◆ Task material:
-*-

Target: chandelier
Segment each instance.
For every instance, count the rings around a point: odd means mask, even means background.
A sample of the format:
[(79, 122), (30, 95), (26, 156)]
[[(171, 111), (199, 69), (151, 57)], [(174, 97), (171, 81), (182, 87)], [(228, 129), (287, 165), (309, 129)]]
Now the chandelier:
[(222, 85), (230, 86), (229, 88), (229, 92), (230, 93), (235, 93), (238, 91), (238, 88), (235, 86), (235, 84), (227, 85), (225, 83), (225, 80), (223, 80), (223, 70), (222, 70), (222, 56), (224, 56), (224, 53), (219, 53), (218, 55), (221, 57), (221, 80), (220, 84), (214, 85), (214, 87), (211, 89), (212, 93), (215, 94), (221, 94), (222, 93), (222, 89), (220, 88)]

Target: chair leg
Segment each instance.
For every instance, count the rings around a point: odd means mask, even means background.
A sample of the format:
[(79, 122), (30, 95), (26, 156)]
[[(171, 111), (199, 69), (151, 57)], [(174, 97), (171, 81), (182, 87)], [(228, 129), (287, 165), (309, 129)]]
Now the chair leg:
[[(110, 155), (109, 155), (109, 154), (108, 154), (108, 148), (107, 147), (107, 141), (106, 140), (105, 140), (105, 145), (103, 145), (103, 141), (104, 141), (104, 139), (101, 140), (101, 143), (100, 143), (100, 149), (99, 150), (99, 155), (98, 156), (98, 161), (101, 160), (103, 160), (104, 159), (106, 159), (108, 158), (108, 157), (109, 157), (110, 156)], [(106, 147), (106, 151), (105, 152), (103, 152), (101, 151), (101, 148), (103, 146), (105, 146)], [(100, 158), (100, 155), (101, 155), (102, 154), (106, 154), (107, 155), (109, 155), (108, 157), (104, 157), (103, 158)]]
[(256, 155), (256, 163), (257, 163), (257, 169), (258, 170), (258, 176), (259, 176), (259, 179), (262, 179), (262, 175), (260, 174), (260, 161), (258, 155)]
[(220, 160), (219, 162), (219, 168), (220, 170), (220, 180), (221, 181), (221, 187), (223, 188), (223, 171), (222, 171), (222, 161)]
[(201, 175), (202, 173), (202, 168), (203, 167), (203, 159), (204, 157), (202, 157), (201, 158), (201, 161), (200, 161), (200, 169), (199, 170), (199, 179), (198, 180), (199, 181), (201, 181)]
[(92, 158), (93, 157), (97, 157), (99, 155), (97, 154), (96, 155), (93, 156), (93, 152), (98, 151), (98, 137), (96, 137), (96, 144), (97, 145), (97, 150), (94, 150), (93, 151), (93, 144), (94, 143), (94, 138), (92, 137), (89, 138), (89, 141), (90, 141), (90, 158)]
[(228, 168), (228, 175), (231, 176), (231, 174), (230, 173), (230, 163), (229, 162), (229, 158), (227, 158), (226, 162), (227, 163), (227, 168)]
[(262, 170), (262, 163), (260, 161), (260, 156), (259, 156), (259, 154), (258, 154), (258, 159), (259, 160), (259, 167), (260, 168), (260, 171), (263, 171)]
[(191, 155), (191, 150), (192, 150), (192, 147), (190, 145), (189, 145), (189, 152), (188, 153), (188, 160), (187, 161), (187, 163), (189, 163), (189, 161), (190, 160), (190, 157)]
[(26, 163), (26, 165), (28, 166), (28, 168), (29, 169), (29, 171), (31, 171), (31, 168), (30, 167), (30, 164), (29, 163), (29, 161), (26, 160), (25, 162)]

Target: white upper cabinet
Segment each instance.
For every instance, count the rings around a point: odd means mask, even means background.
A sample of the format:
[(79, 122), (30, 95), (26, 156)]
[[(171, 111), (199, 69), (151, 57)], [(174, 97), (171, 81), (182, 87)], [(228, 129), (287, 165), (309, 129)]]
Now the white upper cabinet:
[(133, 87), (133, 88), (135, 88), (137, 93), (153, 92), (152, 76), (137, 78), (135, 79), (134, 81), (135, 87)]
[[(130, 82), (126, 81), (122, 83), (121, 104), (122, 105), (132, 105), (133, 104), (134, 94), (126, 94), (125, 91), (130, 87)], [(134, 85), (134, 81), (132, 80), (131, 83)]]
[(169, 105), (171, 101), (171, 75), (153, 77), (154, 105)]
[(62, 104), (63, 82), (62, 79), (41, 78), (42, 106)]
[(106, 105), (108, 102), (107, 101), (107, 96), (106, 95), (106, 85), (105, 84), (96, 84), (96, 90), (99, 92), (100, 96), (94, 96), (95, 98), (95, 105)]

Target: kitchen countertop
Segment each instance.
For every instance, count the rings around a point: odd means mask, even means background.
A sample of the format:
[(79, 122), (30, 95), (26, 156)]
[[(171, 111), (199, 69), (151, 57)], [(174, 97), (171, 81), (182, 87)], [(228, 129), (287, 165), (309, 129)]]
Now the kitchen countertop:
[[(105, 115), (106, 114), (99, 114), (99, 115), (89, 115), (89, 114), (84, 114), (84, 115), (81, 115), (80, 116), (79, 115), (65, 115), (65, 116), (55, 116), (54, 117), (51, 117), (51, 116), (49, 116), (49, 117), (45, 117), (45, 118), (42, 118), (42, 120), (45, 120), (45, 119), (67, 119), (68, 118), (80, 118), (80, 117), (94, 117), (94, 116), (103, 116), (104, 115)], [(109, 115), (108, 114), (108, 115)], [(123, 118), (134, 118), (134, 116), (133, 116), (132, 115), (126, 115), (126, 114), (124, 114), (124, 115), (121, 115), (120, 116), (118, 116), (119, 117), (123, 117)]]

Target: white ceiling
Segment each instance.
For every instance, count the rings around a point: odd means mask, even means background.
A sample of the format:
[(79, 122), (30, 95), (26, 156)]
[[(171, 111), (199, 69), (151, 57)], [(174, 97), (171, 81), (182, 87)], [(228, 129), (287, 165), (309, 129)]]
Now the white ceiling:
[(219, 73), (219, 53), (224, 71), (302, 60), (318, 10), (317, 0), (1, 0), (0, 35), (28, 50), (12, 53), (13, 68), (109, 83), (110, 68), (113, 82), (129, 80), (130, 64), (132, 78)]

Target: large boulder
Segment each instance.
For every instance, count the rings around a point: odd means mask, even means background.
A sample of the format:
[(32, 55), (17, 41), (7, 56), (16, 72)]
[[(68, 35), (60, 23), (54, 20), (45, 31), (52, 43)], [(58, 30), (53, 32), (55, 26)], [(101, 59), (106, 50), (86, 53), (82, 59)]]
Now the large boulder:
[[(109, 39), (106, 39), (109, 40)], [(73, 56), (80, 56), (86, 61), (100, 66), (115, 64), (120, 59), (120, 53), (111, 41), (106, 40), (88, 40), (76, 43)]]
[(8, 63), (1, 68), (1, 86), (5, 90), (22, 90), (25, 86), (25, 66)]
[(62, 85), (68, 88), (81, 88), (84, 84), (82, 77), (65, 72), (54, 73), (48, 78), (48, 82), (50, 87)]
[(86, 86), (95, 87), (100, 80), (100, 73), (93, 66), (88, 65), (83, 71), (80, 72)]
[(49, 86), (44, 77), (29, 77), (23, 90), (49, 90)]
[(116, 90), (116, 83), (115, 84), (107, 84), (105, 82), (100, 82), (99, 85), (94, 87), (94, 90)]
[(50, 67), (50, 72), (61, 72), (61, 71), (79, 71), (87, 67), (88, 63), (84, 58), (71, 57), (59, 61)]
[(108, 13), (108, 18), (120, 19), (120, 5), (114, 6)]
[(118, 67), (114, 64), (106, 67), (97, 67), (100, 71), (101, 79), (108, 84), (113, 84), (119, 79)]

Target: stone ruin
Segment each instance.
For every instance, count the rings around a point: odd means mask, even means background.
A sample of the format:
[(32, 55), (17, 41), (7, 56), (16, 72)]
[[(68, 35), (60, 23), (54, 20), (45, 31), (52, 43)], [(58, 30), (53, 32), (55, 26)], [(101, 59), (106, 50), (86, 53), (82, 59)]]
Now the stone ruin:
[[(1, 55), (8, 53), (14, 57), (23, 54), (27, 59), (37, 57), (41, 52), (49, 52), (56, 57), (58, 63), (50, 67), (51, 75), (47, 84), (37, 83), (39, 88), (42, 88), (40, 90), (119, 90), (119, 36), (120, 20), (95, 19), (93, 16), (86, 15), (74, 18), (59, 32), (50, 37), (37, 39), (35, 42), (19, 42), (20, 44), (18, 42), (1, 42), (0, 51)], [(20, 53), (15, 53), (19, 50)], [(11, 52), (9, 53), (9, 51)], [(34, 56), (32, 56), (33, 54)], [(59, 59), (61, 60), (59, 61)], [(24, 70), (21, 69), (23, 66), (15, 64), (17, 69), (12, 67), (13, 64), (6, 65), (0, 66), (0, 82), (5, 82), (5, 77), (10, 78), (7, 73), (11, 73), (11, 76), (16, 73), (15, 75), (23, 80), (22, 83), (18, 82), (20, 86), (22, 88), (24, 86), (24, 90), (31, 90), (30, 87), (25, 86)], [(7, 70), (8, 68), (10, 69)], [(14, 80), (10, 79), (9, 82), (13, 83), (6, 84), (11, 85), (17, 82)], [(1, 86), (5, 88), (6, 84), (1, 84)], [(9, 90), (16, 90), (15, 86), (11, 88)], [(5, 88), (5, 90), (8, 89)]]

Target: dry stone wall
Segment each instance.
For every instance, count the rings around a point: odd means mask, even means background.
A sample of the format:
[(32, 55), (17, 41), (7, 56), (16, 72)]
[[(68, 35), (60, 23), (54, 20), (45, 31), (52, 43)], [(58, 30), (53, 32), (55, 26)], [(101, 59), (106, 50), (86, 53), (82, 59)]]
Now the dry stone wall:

-*-

◆ Aim of the task:
Rewrite the records in the stretch from the line containing "Target: large boulder" through the line containing "87), (94, 90)]", changing "large boulder" to "big rock" and keeping everything else the same.

◆ Task answer:
Target: big rock
Segment each instance.
For every instance, count the rings around a point: odd means mask, even means background.
A sample of the format:
[(32, 55), (17, 41), (7, 56), (16, 72)]
[[(68, 35), (60, 23), (54, 20), (45, 31), (52, 43)], [(58, 30), (53, 32), (55, 26)], [(101, 59), (106, 50), (86, 53), (82, 59)]]
Now the big rock:
[[(109, 39), (106, 39), (109, 40)], [(73, 56), (80, 56), (86, 61), (100, 66), (115, 64), (120, 59), (120, 53), (111, 41), (106, 40), (88, 40), (76, 43)]]
[(8, 63), (1, 68), (1, 86), (5, 90), (22, 90), (25, 86), (25, 66)]
[(62, 85), (68, 88), (81, 88), (84, 84), (82, 77), (65, 72), (54, 73), (48, 78), (48, 82), (50, 87)]
[(86, 86), (95, 87), (100, 80), (100, 73), (93, 66), (88, 65), (83, 71), (80, 72)]
[(49, 86), (44, 77), (29, 77), (23, 90), (49, 90)]
[(116, 90), (116, 83), (115, 84), (107, 84), (105, 82), (100, 82), (99, 85), (94, 87), (94, 90)]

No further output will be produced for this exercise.